▶ **Given problem**: Count the lines in the records below that contain the word "water", and give only that number.

-------- Input for this task --------

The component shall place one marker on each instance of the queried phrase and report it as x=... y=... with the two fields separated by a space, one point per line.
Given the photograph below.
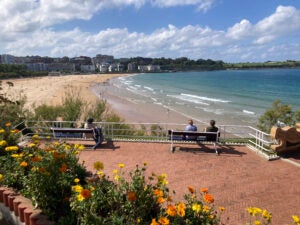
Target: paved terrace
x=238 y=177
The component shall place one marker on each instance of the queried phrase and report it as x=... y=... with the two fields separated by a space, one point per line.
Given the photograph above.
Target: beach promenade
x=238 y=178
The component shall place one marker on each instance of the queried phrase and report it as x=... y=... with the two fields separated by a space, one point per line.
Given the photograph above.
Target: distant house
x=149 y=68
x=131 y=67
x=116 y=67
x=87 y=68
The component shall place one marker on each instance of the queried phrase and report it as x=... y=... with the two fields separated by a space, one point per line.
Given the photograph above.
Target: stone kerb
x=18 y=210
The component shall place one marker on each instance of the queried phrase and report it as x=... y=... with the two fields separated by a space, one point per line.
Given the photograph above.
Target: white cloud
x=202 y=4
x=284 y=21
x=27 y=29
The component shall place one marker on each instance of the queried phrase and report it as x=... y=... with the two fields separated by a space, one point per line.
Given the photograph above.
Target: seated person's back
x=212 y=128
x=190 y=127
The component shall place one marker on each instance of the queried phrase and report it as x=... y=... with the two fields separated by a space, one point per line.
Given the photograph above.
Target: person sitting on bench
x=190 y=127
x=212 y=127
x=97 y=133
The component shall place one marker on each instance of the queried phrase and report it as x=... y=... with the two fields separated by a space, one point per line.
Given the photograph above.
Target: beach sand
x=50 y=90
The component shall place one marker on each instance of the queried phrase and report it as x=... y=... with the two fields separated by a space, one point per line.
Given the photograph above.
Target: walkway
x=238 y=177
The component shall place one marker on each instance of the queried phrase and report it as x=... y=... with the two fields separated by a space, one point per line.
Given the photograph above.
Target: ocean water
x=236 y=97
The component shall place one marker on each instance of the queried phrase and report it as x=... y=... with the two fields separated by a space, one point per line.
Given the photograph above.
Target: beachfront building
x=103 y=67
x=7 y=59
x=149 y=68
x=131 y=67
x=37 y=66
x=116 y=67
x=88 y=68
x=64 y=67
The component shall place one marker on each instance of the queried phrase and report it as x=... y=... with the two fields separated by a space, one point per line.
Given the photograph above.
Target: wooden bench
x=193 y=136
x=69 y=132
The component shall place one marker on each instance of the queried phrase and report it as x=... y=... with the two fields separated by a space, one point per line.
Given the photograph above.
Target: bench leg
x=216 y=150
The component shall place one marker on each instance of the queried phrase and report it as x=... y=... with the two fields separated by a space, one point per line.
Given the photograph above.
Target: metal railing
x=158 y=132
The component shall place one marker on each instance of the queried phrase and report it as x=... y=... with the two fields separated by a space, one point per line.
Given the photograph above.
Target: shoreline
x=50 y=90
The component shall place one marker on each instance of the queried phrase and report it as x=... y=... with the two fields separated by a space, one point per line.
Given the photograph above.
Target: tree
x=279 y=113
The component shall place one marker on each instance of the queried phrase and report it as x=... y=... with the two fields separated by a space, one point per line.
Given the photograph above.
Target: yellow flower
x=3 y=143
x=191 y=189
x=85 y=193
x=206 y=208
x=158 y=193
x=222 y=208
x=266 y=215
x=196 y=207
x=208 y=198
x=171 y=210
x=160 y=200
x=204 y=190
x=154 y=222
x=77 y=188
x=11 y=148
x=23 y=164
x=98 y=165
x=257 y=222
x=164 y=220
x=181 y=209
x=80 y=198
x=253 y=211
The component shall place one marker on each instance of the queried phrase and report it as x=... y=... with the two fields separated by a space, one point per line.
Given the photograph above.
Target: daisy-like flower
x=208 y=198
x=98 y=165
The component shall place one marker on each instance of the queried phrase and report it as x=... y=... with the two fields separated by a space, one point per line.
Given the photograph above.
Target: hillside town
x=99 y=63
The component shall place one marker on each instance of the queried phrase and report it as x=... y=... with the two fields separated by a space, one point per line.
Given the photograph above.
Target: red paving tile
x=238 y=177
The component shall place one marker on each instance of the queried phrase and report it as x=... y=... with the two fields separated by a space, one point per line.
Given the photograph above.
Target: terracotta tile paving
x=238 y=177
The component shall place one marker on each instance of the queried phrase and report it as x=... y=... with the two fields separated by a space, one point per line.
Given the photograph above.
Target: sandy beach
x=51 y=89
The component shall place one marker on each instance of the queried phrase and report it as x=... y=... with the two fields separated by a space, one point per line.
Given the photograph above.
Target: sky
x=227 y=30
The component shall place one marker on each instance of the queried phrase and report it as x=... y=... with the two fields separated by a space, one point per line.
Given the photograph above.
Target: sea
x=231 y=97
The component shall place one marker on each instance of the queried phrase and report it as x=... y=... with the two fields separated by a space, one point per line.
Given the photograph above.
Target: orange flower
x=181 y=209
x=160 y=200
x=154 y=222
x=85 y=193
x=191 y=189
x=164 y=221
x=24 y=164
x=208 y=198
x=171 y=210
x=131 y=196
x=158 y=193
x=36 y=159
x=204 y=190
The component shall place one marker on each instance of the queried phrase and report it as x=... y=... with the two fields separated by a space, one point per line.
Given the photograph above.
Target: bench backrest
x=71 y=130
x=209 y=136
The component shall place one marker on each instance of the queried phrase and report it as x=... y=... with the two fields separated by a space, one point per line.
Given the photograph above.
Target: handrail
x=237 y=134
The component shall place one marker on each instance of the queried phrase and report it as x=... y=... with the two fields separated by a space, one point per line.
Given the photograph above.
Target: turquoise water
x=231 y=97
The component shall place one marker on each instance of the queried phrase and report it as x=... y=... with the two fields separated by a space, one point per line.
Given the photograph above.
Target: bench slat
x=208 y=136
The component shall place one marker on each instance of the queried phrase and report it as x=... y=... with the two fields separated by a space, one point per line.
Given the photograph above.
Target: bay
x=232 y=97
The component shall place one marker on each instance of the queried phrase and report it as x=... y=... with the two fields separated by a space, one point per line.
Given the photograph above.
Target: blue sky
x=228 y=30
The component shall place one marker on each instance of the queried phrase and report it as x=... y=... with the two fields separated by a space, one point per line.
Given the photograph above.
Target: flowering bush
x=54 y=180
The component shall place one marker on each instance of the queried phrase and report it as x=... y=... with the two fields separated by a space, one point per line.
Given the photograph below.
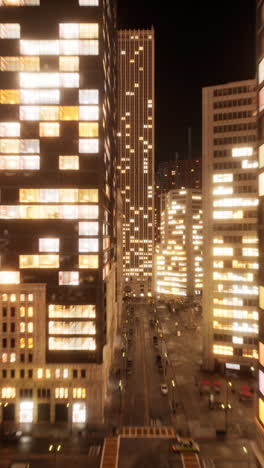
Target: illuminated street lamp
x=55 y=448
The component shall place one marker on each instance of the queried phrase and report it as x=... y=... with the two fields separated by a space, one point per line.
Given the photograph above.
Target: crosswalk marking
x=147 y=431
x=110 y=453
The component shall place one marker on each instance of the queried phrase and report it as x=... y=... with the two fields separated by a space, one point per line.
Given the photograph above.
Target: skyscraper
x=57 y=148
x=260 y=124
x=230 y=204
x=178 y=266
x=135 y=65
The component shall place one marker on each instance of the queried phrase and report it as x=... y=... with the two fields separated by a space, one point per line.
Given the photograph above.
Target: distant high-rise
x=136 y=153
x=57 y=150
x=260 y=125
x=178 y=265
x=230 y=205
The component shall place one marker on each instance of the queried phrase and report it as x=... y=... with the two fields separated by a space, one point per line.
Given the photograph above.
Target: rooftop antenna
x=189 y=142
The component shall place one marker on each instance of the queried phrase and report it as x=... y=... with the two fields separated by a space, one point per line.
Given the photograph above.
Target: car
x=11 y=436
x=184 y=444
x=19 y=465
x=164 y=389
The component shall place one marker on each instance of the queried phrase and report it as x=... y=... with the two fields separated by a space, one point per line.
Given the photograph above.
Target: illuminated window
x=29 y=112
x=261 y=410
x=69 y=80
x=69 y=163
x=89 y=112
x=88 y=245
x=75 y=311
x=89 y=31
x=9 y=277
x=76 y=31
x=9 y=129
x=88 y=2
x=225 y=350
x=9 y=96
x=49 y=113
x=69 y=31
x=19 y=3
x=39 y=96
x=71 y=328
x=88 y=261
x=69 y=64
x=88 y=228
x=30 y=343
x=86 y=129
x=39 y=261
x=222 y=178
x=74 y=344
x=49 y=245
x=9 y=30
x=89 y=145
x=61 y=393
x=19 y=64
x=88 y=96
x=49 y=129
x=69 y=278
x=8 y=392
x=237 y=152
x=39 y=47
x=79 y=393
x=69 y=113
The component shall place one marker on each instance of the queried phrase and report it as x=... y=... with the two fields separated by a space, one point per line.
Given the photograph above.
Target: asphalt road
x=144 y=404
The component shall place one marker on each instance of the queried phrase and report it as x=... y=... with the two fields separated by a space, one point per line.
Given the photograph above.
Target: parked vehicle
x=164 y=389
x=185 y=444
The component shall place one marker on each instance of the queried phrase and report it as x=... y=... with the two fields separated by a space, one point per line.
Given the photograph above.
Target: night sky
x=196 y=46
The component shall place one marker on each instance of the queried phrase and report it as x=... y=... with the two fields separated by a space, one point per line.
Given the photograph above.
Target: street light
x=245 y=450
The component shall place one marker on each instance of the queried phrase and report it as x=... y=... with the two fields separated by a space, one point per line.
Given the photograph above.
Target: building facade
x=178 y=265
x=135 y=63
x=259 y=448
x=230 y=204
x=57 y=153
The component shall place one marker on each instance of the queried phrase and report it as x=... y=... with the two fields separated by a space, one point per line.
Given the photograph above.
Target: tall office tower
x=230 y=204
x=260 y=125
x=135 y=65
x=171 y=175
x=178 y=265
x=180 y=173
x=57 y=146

--------
-------- Input for this task --------

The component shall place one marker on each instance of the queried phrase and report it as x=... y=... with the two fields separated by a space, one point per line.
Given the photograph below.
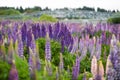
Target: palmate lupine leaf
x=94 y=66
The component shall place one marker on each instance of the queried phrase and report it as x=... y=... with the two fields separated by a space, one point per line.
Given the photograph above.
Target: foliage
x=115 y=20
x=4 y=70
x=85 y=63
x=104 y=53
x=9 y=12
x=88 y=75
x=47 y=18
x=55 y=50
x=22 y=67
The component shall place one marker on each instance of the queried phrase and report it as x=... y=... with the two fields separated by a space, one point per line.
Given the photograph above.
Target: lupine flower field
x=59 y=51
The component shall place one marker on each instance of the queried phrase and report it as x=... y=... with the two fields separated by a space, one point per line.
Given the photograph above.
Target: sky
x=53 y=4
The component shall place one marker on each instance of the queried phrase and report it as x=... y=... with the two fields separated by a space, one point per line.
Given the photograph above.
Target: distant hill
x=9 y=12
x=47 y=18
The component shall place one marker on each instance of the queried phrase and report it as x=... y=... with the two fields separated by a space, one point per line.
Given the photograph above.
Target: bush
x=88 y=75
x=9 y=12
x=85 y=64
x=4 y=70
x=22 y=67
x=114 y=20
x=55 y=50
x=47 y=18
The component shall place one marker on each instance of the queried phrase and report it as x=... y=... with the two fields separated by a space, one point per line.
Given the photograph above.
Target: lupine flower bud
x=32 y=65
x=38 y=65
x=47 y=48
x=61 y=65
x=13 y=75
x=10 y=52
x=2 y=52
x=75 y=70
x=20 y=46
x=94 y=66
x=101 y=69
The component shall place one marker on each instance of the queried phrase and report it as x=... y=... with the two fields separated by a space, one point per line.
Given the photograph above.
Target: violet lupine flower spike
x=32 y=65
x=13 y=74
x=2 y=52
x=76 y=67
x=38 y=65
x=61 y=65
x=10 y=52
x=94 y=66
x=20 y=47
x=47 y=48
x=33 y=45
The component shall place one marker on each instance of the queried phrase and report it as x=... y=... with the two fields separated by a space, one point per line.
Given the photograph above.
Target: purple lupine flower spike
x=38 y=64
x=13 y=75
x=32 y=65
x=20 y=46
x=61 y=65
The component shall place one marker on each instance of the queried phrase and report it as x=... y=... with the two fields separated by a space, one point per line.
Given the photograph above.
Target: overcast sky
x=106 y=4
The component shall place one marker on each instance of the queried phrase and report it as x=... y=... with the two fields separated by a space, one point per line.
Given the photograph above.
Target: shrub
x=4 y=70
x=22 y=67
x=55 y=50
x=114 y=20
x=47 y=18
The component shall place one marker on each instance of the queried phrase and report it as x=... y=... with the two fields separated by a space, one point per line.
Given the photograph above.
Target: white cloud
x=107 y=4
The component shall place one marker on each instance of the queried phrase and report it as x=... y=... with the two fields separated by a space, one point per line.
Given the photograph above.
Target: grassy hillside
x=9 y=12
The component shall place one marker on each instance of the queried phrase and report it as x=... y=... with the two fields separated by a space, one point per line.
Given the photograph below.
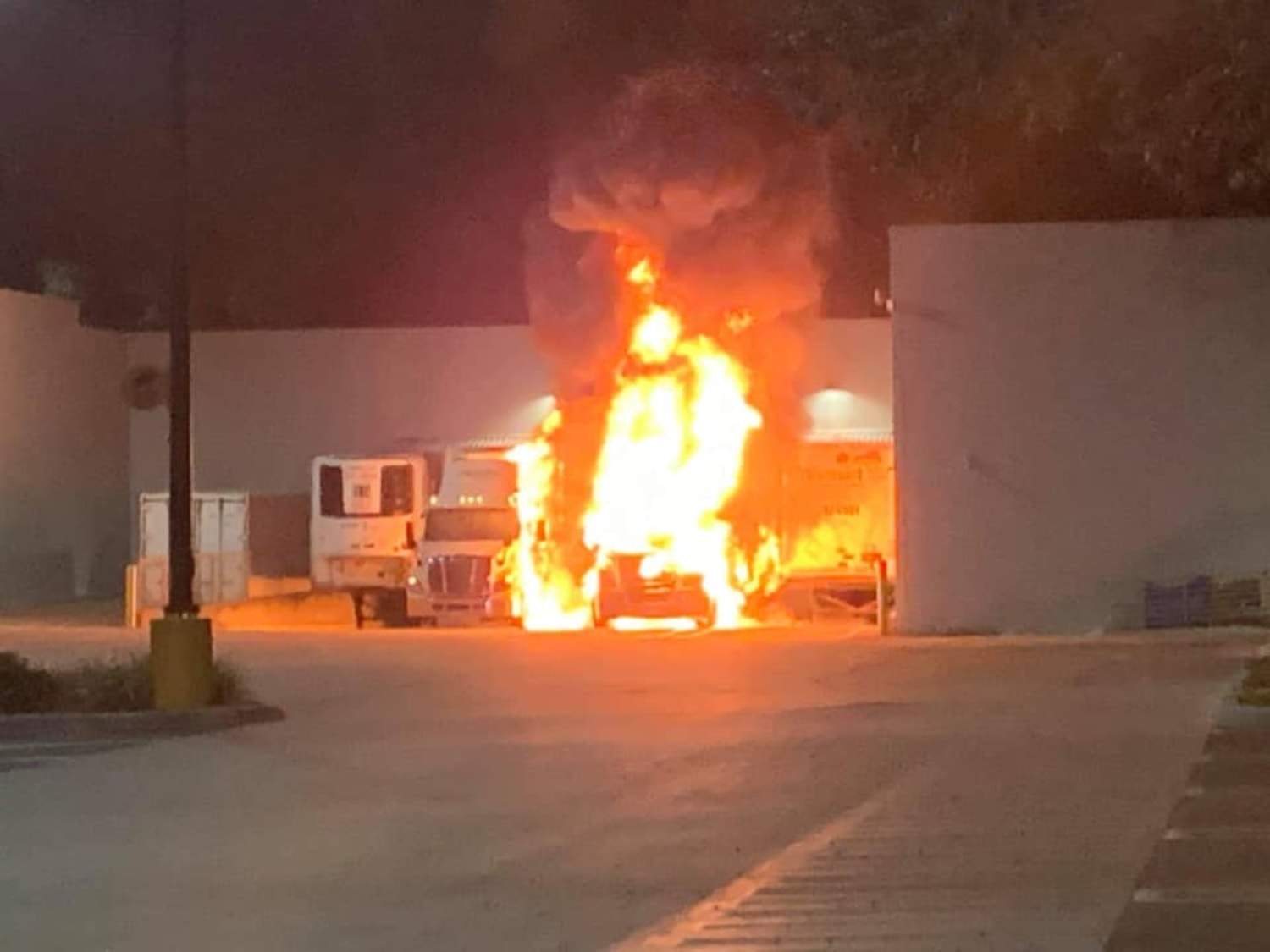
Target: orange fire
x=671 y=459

--------
-------- Input for this task --------

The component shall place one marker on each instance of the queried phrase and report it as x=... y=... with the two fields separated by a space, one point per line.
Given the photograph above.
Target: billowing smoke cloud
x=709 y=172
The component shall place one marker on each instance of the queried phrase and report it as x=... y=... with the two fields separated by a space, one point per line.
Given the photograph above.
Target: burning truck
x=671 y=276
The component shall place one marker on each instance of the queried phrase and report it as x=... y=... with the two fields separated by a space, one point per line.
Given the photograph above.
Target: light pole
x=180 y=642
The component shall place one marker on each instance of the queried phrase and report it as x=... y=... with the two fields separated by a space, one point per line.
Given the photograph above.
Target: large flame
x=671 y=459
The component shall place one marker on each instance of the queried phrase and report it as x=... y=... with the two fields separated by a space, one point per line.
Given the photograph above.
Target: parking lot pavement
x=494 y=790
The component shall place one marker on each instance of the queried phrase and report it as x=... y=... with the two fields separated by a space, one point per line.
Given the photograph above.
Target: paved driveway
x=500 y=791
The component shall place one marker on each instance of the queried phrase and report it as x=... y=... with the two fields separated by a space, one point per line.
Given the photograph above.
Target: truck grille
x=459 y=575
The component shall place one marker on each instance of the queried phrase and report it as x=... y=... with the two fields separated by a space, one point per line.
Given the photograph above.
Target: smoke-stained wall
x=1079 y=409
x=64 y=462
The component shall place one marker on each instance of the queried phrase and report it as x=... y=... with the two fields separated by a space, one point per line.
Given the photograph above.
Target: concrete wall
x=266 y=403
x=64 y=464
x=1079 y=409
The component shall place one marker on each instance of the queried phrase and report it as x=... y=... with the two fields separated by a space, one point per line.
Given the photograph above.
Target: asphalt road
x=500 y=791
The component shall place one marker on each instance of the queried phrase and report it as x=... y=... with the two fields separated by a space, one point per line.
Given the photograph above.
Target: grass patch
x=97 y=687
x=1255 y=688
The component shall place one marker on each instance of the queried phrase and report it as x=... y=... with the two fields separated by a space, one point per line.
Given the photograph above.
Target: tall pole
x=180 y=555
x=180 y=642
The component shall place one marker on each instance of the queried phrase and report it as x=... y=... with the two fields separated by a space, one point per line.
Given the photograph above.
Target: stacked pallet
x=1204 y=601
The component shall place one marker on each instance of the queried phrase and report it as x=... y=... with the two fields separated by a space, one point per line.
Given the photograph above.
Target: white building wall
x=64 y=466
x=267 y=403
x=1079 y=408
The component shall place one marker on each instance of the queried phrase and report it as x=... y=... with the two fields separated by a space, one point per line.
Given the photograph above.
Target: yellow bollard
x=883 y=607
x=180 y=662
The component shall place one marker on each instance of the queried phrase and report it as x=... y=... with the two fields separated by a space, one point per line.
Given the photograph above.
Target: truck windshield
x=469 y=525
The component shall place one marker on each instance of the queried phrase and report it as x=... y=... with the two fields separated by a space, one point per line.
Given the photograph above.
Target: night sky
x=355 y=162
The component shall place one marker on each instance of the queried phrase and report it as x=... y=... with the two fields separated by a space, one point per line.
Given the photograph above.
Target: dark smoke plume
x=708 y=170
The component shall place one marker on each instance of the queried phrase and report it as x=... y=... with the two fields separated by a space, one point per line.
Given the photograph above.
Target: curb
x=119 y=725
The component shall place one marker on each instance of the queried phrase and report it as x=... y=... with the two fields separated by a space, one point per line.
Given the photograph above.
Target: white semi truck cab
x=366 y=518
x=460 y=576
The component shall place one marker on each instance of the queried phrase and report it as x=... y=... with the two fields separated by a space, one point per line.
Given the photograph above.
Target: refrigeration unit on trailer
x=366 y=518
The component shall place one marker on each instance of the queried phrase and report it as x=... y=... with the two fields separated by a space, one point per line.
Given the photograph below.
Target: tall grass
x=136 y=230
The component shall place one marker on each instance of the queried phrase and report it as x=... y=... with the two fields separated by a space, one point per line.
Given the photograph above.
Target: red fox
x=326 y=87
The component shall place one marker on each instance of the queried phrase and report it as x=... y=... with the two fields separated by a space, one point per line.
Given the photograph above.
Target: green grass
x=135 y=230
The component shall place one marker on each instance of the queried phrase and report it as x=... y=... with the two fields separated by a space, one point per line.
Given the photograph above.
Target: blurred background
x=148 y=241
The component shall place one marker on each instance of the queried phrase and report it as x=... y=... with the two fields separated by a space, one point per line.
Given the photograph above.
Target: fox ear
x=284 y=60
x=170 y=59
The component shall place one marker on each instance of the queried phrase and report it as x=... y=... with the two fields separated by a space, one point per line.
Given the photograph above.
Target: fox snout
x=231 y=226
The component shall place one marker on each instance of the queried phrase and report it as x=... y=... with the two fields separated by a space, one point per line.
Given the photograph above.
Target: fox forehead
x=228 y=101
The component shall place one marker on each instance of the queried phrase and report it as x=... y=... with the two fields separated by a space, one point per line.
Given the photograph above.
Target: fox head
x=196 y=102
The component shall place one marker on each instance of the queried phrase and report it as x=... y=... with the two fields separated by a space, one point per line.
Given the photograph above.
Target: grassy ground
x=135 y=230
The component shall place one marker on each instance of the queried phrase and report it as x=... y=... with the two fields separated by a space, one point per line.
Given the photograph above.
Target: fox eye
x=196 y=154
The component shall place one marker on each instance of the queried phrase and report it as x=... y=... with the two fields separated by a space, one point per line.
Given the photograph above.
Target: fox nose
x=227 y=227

--------

▶ **Response to this exercise**: 2